# Fly rod and reel for tarpon!!



## fstewart06 (Apr 29, 2008)

If anyone wants to try and tackle a silver king on a fly rod, I am selling a Tibor Gulfstream reel and spare spool. Loaded with two types of 12 weight line, one is floating and one sinking. This setup can handle even giant tarpon, over 300 yards of backing. I can also package the Tibor with a nice TFO 12 weight rod. PM me for more info or look in the fishing gear classifieds. Thanks!


----------



## marc (May 21, 2004)

PM sent


----------



## Tarponchaser (May 25, 2005)

Marc,

This is not what I meant by gearing up. Good luck and I think that this is just the handicap that the rest of need to compete with you.

TC


----------



## marc (May 21, 2004)

Tarponchaser said:


> Marc,
> 
> This is not what I meant by gearing up. Good luck and I think that this is just the handicap that the rest of need to compete with you.
> 
> TC


Just recieved a Humminbird side scan with a big'ol fat 10.5'' screen so I can keep up with you at the rocks.

Two boats, dozen rods, hundreds of Tarpon, ONE gps/bottom sounder = Crazy clustered up productive season... twas a good year.


----------

▶ _DATASET CONTENT_
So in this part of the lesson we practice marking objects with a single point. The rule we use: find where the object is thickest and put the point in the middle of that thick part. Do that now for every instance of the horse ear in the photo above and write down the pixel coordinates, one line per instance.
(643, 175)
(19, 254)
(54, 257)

▶ _TO BE DONE_
- a) In the tarpon thread above, do these statements agree with the text? (i) The reel is offered together with a spare spool. (ii) Both lines loaded on the reel are floating lines. (iii) The setup carries more than 300 yards of backing. Answer yes or no for each and quote the deciding words.
- b) Turn the paragraph of the tarpon thread that begins "If anyone wants to try" into a short bulleted list that keeps its main facts.

▶ _ANSWER SET_
- a)
(i) Yes: "I am selling a Tibor Gulfstream reel and spare spool."
(ii) No: "one is floating and one sinking."
(iii) Yes: "over 300 yards of backing."

- b)
- For sale: Tibor Gulfstream reel with a spare spool
- Loaded with two 12 weight lines, one floating and one sinking
- Over 300 yards of backing, enough for even giant tarpon
- Can be packaged with a TFO 12 weight rod
- More info by PM or in the fishing gear classifieds